> Source text:
Inspector cleanup wave 1 architectural decomposition and contract hardening
Problem
Plan and execute a deeper inspector cleanup pass that decomposes oversized inspector modules, tightens internal APIs, improves naming and helper boundaries, and strengthens contract-oriented regression coverage for upcoming open-source release quality.
Context
- The first maintainability pass reduced
TableInspector._inspect_table_inner()into a smaller orchestration flow, but the inspector subsystem still has several oversized hotspots that will attract scrutiny during open-source review. - Current high-value complexity targets from a local scan:
dataface/core/inspect/semantic_detector.py— detector catalog is large and highly branchy, especially_detect_ip_address,_detect_region, and_detect_status.dataface/core/inspect/connection.py—get_table_enrichment()centralizes multiple warehouse-specific behaviors in one method.dataface/core/inspect/query_builder.py—build_approximate_stats_query()and_build_comprehensive_stats_query()still carry a lot of dialect-specific branching and query-shape logic.dataface/core/inspect/quality_detector.py—classify()and_detect_role()still own a dense set of heuristics and output mutations.- The open-source quality bar here is not just “works”; the inspector internals should read like a clean reference implementation with clear boundaries, stable contracts, and obvious extension points.
- Constraints:
- Preserve existing
inspect.json/API behavior unless a contract change is explicitly planned and documented. - Avoid deep behavior changes mixed with structural refactors in the same patch set.
- Prefer small, reviewable cleanup waves with contract tests over a single repo-wide rewrite.
- Keep the data-shape boundary intact: detection/inspection code owns semantics and profiling policy; renderers consume structured outputs only.
Possible Solutions
- Large-bang inspector rewrite across modules in one branch.
- Pros: maximum freedom to redesign boundaries.
- Cons: high regression risk, difficult review, and poor fit for a subsystem that already has broad integration coverage and external consumers.

> Entries provided:

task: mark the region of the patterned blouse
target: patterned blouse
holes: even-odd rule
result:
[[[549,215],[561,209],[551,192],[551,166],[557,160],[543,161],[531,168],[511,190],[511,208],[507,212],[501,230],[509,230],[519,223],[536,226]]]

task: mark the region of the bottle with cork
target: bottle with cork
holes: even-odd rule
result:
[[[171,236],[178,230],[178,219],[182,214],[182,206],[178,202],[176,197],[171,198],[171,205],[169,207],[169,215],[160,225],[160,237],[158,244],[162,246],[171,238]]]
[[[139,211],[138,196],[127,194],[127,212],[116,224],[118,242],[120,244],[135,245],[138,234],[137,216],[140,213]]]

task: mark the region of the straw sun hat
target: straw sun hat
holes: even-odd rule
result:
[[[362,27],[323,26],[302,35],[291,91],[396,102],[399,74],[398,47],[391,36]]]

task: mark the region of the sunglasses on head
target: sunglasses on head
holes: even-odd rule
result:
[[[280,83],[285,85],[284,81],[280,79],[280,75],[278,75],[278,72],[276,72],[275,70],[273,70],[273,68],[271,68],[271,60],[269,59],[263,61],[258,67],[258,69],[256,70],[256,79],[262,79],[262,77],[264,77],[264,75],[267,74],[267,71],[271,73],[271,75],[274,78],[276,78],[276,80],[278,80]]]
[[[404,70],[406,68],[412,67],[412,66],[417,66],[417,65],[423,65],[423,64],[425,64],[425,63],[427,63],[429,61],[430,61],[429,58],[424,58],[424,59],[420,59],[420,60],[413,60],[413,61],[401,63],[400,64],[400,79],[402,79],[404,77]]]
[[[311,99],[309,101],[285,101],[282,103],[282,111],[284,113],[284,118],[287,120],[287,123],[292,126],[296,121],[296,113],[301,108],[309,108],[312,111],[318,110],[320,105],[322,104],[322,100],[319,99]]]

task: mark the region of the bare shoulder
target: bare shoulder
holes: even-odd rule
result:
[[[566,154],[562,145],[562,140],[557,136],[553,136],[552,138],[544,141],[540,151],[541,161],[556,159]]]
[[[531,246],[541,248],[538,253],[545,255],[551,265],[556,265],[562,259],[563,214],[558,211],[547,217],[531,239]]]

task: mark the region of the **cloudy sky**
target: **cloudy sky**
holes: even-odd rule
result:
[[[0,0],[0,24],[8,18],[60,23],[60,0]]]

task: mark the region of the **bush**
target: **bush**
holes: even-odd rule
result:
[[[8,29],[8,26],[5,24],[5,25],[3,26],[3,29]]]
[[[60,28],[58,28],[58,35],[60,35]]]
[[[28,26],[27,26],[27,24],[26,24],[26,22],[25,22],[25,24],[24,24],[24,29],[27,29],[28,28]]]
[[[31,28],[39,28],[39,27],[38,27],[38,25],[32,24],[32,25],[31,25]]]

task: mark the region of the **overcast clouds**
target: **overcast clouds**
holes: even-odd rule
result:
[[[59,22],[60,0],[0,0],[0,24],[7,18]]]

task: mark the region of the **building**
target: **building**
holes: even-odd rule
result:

> What is being asked:
Continue the inspector cleanup plan from where it stops. The records have nothing to do with the inspector cleanup plan.

> Answer to the problem:
- Wave-based cleanup initiative with contract-first refactors across the main hotspots. Recommended
- Pros: lets us isolate architectural improvements by seam, preserve behavior with targeted contract tests, and keep each cleanup pass understandable to future open-source contributors.
- Cons: requires discipline to keep each wave bounded and avoid letting “cleanup” turn into feature work.
- Documentation-only hardening without code cleanup.
- Pros: low immediate risk.
- Cons: does not address the actual readability/extensibility debt in the subsystem internals.
Plan
- Treat this as wave 1 of a broader inspector cleanup initiative.
- Scope the first deep refactor pass around the most review-sensitive seams:
- detector organization and repeated pattern helpers in
semantic_detector.py - warehouse enrichment boundary cleanup in
connection.py - query assembly decomposition in
query_builder.py - classification pipeline cleanup in
quality_detector.py - For each selected area:
- identify the contract surface and current regression coverage
- extract repeated logic into narrowly named helpers or internal structures
- improve naming, helper locality, and mutation boundaries
- add focused tests that lock down the refactor seam before or alongside the code change
- Keep task execution on a fresh branch/worktree from latest
mainafter the current PR is resolved. - Update this task worksheet during execution with concrete wave selection, touched files, and validation results.
Implementation Progress
- 2026-03-13: Created under initiative
inspector-cleanup-and-open-source-hardeningto capture the broader refactor program rather than another isolated cleanup. - 2026-03-13: Initial scoping identified the next major cleanup candidates as
semantic_detector.py,connection.py,query_builder.py, andquality_detector.py. - 2026-03-13: Deferred code execution until the current inspector refactor PR flow is fully resolved so the next wave can start from a clean branch and latest
main. - 2026-03-22: Wave 1 execution started on branch
codex/inspector-cleanup-wave-1-architectural-decomposition-and-contract-hardening.
Wave 1 changes (2026-03-22)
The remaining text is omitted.